▶ [What is needed] Replace "winter hat" with "knit cap" in the data, starting at the line containing "QUERY black coat" and ending at the line containing "[97,324,571,396]". Output only those lines, otherwise unchanged.
── Exercise material
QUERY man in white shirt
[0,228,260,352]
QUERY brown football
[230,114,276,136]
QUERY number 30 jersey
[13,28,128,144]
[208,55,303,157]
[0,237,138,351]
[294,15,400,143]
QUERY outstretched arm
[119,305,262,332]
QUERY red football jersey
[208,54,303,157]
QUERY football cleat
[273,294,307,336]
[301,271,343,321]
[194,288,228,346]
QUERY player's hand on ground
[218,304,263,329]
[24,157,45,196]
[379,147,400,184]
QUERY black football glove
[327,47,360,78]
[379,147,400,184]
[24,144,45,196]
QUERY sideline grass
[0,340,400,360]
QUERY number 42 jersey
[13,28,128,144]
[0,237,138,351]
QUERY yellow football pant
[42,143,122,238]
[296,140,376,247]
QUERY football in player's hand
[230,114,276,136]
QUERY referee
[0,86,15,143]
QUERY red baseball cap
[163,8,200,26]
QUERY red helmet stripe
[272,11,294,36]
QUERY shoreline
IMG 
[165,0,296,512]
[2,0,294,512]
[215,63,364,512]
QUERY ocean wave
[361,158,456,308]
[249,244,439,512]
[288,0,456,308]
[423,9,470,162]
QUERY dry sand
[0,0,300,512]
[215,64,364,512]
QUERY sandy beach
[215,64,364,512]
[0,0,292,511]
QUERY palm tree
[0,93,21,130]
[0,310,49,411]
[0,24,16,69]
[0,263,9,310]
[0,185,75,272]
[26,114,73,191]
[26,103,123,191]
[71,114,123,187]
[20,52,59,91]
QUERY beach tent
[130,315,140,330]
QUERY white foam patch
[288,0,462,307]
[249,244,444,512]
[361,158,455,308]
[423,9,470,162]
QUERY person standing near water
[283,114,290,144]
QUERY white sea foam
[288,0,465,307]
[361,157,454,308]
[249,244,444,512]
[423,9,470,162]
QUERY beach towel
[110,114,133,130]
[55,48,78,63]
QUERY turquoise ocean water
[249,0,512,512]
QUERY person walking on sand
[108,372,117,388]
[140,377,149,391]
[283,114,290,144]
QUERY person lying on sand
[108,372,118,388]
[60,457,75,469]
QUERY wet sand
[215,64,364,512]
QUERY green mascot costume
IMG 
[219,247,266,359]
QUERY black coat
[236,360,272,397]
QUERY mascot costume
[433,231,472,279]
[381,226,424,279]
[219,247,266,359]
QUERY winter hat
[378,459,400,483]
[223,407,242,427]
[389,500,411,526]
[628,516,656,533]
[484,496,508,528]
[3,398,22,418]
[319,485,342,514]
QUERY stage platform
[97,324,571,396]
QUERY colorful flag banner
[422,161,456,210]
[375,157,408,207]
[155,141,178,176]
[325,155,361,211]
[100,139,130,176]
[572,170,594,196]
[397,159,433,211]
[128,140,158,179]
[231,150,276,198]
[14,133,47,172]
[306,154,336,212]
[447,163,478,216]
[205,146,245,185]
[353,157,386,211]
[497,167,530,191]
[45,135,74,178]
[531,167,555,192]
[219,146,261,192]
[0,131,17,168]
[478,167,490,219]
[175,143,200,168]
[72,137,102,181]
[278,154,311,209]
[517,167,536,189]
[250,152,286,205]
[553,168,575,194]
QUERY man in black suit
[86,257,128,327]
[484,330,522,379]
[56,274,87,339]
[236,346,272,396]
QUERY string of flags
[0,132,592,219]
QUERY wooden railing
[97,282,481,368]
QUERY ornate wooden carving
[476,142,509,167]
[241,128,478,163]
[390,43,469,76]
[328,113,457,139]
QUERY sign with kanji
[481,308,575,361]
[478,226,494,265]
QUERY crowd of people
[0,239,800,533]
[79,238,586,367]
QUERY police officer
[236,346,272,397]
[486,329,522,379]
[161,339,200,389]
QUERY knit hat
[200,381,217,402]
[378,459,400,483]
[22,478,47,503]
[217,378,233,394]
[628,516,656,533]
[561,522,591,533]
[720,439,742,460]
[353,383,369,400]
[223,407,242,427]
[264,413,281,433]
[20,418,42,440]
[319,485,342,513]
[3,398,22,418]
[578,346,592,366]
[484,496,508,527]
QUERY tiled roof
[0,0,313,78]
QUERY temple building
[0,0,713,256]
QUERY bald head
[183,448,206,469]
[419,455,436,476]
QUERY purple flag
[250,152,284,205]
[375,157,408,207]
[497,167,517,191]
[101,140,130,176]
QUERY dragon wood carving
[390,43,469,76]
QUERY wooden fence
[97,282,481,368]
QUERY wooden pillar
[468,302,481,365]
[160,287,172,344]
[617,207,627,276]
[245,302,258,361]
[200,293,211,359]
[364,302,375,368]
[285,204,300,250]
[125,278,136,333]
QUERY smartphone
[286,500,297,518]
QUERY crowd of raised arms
────
▶ [Output for this exercise]
QUERY black coat
[236,360,272,397]
QUERY mascot costume
[433,231,472,279]
[381,226,424,279]
[219,247,266,359]
QUERY knit cap
[378,459,400,483]
[223,407,242,427]
[389,500,411,526]
[628,516,656,533]
[484,496,508,528]
[3,398,22,418]
[319,485,342,514]
QUERY stage platform
[97,324,571,396]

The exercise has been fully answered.